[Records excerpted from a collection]
***

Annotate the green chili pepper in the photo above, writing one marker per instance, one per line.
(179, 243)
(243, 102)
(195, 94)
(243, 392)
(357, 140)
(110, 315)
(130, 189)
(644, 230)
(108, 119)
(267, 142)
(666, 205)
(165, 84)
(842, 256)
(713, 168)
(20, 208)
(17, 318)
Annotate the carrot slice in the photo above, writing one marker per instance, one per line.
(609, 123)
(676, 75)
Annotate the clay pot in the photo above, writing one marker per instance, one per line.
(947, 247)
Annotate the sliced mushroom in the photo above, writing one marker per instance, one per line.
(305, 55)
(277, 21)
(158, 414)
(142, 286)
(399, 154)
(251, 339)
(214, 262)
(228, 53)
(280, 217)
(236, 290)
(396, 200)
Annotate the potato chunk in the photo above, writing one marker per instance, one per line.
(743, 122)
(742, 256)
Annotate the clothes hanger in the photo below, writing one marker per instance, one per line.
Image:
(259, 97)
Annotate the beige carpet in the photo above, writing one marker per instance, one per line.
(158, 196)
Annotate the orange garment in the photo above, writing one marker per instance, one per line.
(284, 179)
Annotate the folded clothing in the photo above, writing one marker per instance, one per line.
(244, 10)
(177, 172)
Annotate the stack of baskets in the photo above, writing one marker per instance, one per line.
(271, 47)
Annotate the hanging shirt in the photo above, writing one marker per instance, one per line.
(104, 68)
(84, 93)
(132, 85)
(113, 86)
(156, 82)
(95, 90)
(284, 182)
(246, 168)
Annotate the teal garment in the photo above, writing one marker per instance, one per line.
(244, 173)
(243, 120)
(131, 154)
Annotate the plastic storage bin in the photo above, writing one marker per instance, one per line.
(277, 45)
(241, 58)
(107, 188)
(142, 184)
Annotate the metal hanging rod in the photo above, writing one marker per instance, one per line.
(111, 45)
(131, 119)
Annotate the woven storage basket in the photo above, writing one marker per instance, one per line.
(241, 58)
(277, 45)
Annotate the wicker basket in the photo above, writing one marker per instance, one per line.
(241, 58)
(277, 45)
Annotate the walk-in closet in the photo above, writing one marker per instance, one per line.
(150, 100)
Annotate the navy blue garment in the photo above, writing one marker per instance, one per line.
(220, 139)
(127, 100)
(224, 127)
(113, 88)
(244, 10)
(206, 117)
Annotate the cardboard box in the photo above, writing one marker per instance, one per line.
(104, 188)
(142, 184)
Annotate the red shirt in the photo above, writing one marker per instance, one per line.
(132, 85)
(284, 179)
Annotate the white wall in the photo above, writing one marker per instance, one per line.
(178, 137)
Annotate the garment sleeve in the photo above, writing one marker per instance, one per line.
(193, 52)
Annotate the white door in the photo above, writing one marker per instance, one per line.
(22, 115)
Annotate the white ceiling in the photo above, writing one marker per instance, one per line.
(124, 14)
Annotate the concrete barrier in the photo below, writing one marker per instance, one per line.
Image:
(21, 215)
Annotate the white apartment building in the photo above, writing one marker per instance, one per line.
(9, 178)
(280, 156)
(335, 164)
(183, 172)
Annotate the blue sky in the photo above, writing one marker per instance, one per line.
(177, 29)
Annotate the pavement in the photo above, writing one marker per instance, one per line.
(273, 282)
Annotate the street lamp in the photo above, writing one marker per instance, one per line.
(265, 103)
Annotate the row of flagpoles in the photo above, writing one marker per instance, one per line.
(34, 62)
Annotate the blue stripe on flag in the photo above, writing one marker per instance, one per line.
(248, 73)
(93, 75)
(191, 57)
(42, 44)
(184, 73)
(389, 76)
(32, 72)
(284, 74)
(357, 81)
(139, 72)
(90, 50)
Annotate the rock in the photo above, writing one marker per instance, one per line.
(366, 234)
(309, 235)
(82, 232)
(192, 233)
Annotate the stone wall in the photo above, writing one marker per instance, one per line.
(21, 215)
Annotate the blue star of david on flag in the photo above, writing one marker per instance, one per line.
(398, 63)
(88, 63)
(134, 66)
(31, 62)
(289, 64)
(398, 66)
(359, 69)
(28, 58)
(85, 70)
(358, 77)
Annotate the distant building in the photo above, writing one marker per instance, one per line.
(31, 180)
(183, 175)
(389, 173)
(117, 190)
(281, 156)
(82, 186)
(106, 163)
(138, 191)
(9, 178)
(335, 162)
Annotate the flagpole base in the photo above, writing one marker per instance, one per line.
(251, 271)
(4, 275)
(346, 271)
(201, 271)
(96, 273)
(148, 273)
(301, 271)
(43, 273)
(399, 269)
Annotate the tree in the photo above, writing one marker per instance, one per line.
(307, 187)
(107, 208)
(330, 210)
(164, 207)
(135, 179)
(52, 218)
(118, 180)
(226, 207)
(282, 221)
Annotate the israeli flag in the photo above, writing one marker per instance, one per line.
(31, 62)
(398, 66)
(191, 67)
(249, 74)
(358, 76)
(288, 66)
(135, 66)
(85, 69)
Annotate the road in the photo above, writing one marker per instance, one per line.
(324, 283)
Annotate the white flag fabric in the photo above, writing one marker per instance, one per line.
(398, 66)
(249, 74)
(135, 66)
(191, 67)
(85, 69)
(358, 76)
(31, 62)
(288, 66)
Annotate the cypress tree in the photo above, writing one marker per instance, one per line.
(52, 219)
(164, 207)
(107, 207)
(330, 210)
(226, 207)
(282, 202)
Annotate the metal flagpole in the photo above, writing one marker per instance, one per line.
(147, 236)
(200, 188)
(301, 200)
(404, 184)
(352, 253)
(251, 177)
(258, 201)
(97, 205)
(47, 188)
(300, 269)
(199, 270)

***

Your task is to quote all of the data word for word.

Annotate the green chili pepper in the photo above, writing one marker per instance, one per line.
(179, 243)
(243, 102)
(195, 94)
(243, 392)
(357, 140)
(110, 315)
(130, 189)
(644, 230)
(108, 119)
(267, 142)
(666, 205)
(165, 84)
(842, 256)
(713, 168)
(20, 208)
(17, 318)
Annotate the carrot slice in the photo above, writing one marker per instance, one per line.
(609, 123)
(676, 75)
Annotate the clay pot in the photo above, writing one marker per instance, one per line.
(947, 247)
Annotate the sliced mushroom in the photo above, writing one marker per instance, one per line.
(305, 55)
(277, 21)
(158, 414)
(142, 286)
(399, 154)
(251, 339)
(214, 262)
(228, 53)
(280, 217)
(236, 290)
(396, 200)
Annotate the potato chunk in the photo above, writing one marker per instance, one per line.
(743, 122)
(742, 256)
Annotate the clothes hanger in the photo below, writing one marker per instance, one per line.
Image:
(259, 97)
Annotate the beige carpet in the photo above, writing one marker per instance, one per line.
(158, 196)
Annotate the orange garment in the photo above, writing one marker per instance, one per line.
(284, 179)
Annotate the folded clothing in the photo above, writing one marker per instance, one per line.
(244, 10)
(177, 172)
Annotate the stack of baskets in the photo above, writing one marker per instance, one per line.
(271, 47)
Annotate the hanging shirt in the photo above, writing one marker per instance, one per line.
(104, 68)
(84, 93)
(132, 85)
(113, 86)
(156, 82)
(95, 90)
(284, 182)
(246, 168)
Annotate the teal garment in the photo above, writing one marker per instance, one per line.
(244, 173)
(243, 120)
(131, 154)
Annotate the plastic storage bin in the photo above, writing one marker per instance, one per line.
(277, 45)
(241, 58)
(107, 188)
(142, 184)
Annotate the metal hanging rod in the photo above, writing one marker per instance, one per line.
(111, 45)
(131, 119)
Annotate the woven storage basket in the photo above, writing one marker per instance, one per line.
(241, 58)
(277, 45)
Annotate the wicker basket in the photo above, writing one marker per instance, one per line.
(241, 58)
(277, 45)
Annotate the walk-in closet in the photo above, writing one marker per instance, one per line.
(150, 100)
Annotate the navy blue garment in the photo above, writing one marker per instance, one per line.
(220, 139)
(127, 100)
(224, 127)
(113, 88)
(244, 10)
(206, 117)
Annotate the cardboard box in the photo above, writing one marker per instance, one per line.
(104, 188)
(142, 184)
Annotate the red shirt in the photo above, writing one marker per instance, one per line.
(132, 85)
(284, 179)
Annotate the white wall in the photo above, writing one marker per instance, one per line.
(178, 137)
Annotate the garment sleeve in the photo above, writing one marker per instance, one per line.
(193, 52)
Annotate the white door in the photo above, writing one marker per instance, one per line.
(22, 115)
Annotate the white ceiling in the photo above, writing one marker per instance, one per line.
(124, 14)
Annotate the concrete barrier in the photo below, writing one marker per instance, one per line.
Image:
(21, 215)
Annotate the white apartment building in the photo above, writing one marker per instance, one per line.
(9, 178)
(280, 156)
(335, 164)
(183, 172)
Annotate the blue sky in the photo above, writing one marker per instance, one per line.
(177, 29)
Annotate the pavement in the photo above, writing one marker per instance, one per line.
(273, 282)
Annotate the street lamp in the photo above, writing one marker per instance, one per line.
(265, 103)
Annotate the row of flagpoles in the photo above, writing one marker per instance, one per line.
(34, 62)
Annotate the blue stripe on flag in the photo above, writing one marker per instance, one per line.
(248, 73)
(93, 75)
(191, 57)
(42, 44)
(184, 73)
(389, 76)
(32, 72)
(284, 74)
(357, 81)
(139, 72)
(90, 50)
Annotate the rock in the photo above, writing one marker per instance, one per line.
(366, 234)
(309, 235)
(82, 232)
(192, 233)
Annotate the stone wall in the photo above, writing one marker per instance, one per line.
(21, 215)
Annotate the blue star of david on flag in the photo above, writing one marker per instance, one per line.
(398, 63)
(88, 63)
(134, 66)
(31, 62)
(289, 64)
(398, 66)
(359, 69)
(28, 58)
(85, 70)
(358, 77)
Annotate the distant building in the photo above, writing one marker per instance, one per line.
(31, 180)
(183, 175)
(389, 173)
(117, 190)
(281, 156)
(82, 186)
(106, 163)
(138, 191)
(9, 178)
(335, 162)
Annotate the flagpole base in the photo above, writing one marker per instance, one per line.
(251, 271)
(4, 275)
(346, 271)
(201, 271)
(96, 273)
(148, 273)
(301, 271)
(43, 273)
(399, 269)
Annotate the tree in the photo above, writing one marker per instance, one per line.
(307, 187)
(107, 208)
(330, 210)
(164, 207)
(135, 179)
(52, 218)
(118, 180)
(226, 207)
(282, 221)
Annotate the israeli flag in the photo above, writing one marker per instance, one per line.
(31, 62)
(398, 66)
(191, 67)
(249, 74)
(358, 76)
(288, 66)
(135, 66)
(85, 69)
Annotate the road in the photo above, writing one marker per instance, one per line.
(324, 283)
Annotate the white flag fabric in the photo above, writing one marker per instance, one per line.
(398, 66)
(249, 74)
(135, 66)
(191, 67)
(85, 69)
(358, 76)
(31, 62)
(288, 66)
Annotate the cypress tree in the photo above, writing one marker per instance, one per line.
(52, 219)
(164, 207)
(107, 207)
(330, 210)
(226, 207)
(282, 202)
Annotate the metal flagpole in the photo above, writing one marker per instance, one per line.
(147, 236)
(200, 188)
(301, 200)
(404, 184)
(352, 253)
(251, 177)
(258, 201)
(97, 205)
(47, 188)
(300, 269)
(199, 270)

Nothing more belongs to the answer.